Copy out the rows from the line containing "target: glass base" through the line containing "150), (72, 154)]", with both of those lines included. Leave the requests and their sample outputs as they are, but multiply every coordinate in the mask answers by 1.6 and round each to a whole number, rounding halves up.

_Data for this task_
(begin)

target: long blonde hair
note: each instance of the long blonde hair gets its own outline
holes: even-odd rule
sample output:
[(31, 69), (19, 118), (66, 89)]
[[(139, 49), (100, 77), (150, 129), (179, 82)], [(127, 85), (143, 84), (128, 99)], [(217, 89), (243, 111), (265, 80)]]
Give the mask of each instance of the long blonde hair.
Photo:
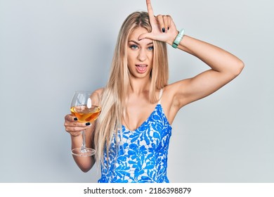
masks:
[[(96, 160), (103, 163), (103, 151), (108, 150), (113, 139), (117, 138), (122, 128), (122, 120), (125, 111), (126, 96), (130, 86), (129, 72), (127, 67), (127, 48), (129, 34), (137, 27), (144, 27), (151, 32), (148, 14), (146, 12), (134, 12), (123, 23), (113, 56), (110, 75), (104, 89), (101, 106), (102, 111), (97, 120), (94, 133)], [(156, 91), (167, 85), (168, 61), (167, 44), (153, 41), (153, 66), (150, 73), (150, 102), (157, 102)]]

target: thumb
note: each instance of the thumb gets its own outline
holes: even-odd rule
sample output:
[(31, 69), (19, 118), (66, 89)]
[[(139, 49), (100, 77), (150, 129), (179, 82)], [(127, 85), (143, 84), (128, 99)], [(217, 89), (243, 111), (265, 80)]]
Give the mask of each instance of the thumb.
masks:
[(153, 39), (152, 38), (152, 33), (144, 33), (144, 34), (141, 34), (138, 38), (138, 40), (141, 40), (141, 39)]

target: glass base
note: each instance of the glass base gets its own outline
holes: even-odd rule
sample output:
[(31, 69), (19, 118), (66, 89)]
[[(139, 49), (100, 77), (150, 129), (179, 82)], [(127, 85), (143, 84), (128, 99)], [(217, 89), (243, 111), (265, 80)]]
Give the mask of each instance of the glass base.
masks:
[(79, 157), (89, 157), (95, 154), (95, 150), (90, 148), (81, 150), (81, 148), (76, 148), (72, 150), (72, 154)]

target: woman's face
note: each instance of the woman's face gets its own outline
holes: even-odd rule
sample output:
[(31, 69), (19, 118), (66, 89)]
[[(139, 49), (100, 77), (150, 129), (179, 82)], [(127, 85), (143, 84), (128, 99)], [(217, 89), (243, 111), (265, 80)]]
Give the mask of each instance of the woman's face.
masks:
[(136, 78), (150, 77), (152, 69), (153, 42), (150, 39), (138, 39), (147, 32), (145, 28), (138, 27), (129, 37), (127, 65), (131, 76)]

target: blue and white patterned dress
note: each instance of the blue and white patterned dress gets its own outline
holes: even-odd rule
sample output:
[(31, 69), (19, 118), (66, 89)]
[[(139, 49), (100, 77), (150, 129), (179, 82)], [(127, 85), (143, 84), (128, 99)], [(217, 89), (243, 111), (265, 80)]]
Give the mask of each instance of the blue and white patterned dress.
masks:
[(119, 148), (115, 147), (115, 139), (111, 144), (108, 165), (106, 151), (104, 153), (104, 166), (101, 166), (98, 182), (169, 182), (167, 153), (172, 128), (160, 101), (136, 130), (130, 131), (124, 126), (122, 129)]

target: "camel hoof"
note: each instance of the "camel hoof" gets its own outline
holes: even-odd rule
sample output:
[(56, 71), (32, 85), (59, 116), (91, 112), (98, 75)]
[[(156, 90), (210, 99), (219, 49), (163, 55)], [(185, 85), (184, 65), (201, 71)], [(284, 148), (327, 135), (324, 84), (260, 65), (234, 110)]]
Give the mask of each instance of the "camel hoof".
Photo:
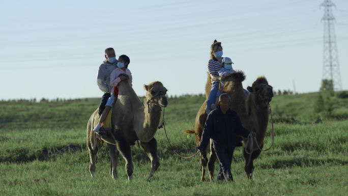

(end)

_Final answer_
target: glass base
note: each instance of the glass base gets its own outline
holes: even-odd rule
sample output:
[(31, 69), (19, 118), (66, 89)]
[[(139, 49), (100, 77), (150, 129), (179, 82)], [(127, 85), (143, 84), (128, 99)], [(217, 89), (243, 111), (265, 80)]]
Give the mask of each instance of the glass base.
masks:
[(126, 251), (142, 251), (152, 246), (152, 240), (144, 237), (130, 240), (130, 237), (122, 237), (115, 240), (115, 246)]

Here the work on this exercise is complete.